Page text:

┌──

Proxmox vs VMware ESXi vs Hyper-V: Which Should You Choose?

Choosing a hypervisor used to be straightforward. VMware was the enterprise standard, Hyper-V was the Microsoft default, and Proxmox was the scrappy open-source option for home labs. That calculus changed dramatically in 2023 when Broadcom completed its £61 billion acquisition of VMware and promptly restructured licensing in a way that left thousands of small and mid-sized businesses facing bills they could not justify. Perpetual licences were withdrawn, partner programmes were dissolved, and annual subscription costs for smaller organisations rose by triple-digit percentages almost overnight. The result has been a mass reassessment — and for many UK businesses, the alternatives are looking more attractive than ever. Here is how the three main contenders compare in 2024.

Proxmox VE

Proxmox Virtual Environment is a free, open-source hypervisor built on Debian Linux, combining KVM virtualisation for virtual machines and LXC for lightweight containers. The core platform costs nothing to download and run — including in production. The only paid offering is an enterprise subscription that provides access to stable enterprise repositories and professional support, starting at roughly €110 per CPU per year. For most home labs and smaller businesses, the free tier with community repositories is entirely adequate.

└──

Extracted material:

┌──

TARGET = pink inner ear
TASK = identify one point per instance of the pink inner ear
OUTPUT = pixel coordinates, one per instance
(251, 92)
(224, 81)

└──

Exercise description: Write out the part of the hypervisor comparison that opens with the words containing "Proxmox vs VMware" and closes with "compare in 2024.", renaming "hypervisor" to "virtualization platform" throughout.

Expected answer:
Proxmox vs VMware ESXi vs Hyper-V: Which Should You Choose?

Choosing a virtualization platform used to be straightforward. VMware was the enterprise standard, Hyper-V was the Microsoft default, and Proxmox was the scrappy open-source option for home labs. That calculus changed dramatically in 2023 when Broadcom completed its £61 billion acquisition of VMware and promptly restructured licensing in a way that left thousands of small and mid-sized businesses facing bills they could not justify. Perpetual licences were withdrawn, partner programmes were dissolved, and annual subscription costs for smaller organisations rose by triple-digit percentages almost overnight. The result has been a mass reassessment — and for many UK businesses, the alternatives are looking more attractive than ever. Here is how the three main contenders compare in 2024.